## Do this
Copy out the rows below word for word, starting at the line with "Mark every instance of the cabin" and ending at the line with "[(170, 50)]", and include both of those lines.

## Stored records
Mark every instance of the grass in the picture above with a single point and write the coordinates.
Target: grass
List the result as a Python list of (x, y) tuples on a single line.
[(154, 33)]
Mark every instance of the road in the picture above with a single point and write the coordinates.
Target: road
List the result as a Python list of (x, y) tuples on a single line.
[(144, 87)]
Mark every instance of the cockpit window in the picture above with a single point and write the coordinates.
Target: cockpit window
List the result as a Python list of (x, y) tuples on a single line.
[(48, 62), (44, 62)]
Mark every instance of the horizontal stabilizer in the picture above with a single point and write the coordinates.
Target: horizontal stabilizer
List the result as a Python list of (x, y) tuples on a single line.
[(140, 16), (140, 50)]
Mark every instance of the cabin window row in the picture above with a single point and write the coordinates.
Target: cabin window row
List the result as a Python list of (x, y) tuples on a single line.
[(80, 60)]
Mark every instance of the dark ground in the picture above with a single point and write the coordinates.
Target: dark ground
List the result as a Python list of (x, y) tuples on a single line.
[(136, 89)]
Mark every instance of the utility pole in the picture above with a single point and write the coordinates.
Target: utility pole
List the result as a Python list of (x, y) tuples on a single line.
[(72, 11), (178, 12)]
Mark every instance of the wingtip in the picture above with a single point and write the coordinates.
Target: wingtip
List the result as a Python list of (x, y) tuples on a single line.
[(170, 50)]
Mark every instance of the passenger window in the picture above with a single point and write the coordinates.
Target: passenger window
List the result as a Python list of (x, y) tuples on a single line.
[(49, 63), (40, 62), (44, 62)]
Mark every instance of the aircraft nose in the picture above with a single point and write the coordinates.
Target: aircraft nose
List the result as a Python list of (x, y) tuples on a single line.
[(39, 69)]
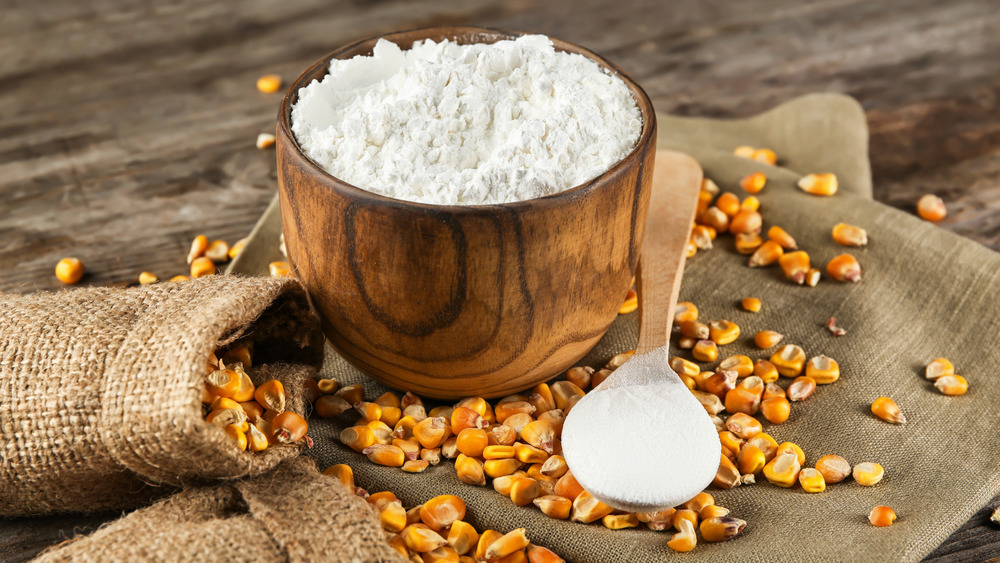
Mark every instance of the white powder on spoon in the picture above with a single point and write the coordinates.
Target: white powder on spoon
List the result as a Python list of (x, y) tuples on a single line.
[(467, 124)]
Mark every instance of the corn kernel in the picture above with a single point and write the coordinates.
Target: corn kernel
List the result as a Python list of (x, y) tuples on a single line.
[(867, 473), (751, 304), (819, 184), (795, 266), (723, 332), (705, 351), (768, 253), (882, 516), (789, 360), (801, 388), (766, 156), (887, 409), (721, 528), (812, 481), (754, 183), (833, 468), (931, 208), (748, 243), (783, 470), (269, 83), (939, 367), (951, 385), (849, 235)]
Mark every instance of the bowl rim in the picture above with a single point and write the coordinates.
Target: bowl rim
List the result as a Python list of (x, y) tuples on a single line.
[(642, 144)]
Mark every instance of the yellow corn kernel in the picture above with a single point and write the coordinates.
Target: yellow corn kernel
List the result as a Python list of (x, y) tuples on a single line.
[(751, 304), (802, 388), (279, 269), (620, 521), (523, 490), (440, 511), (685, 539), (819, 184), (705, 351), (750, 459), (766, 156), (728, 203), (833, 468), (685, 311), (882, 516), (768, 253), (867, 473), (470, 470), (586, 508), (951, 385), (812, 481), (515, 540), (721, 528), (931, 208), (269, 83), (723, 332), (630, 304), (783, 470), (812, 277), (754, 183), (743, 425), (237, 435), (422, 539), (849, 235), (789, 360), (823, 370), (271, 395), (462, 537), (202, 267), (765, 370), (887, 409), (939, 367), (795, 265), (776, 409), (844, 268), (358, 438), (485, 539)]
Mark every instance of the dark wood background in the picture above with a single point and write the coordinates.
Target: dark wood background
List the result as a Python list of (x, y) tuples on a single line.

## Full response
Mark every instance of the cabin window row in the picture above with a single point and write the coordinates.
Target: cabin window row
List the result as a Python list of (x, y) tuples on a single line.
[(80, 60)]
Mark every instance of the dark ground in the picture above with a single point and write the coordinates.
Target: dark ground
List the result as a Python list of (x, y) tuples on a single line.
[(136, 89)]
Mark every instance of the utility pole in the picture above with a single point and write the coordinates.
Target: utility pole
List the result as a Python list of (x, y) tuples on a single line.
[(72, 11), (178, 12)]
Mark every instance of the wingtip in the picture above with a single point and write the coordinates.
Target: wingtip
List the result as a Python list of (x, y) tuples on a single line.
[(170, 50)]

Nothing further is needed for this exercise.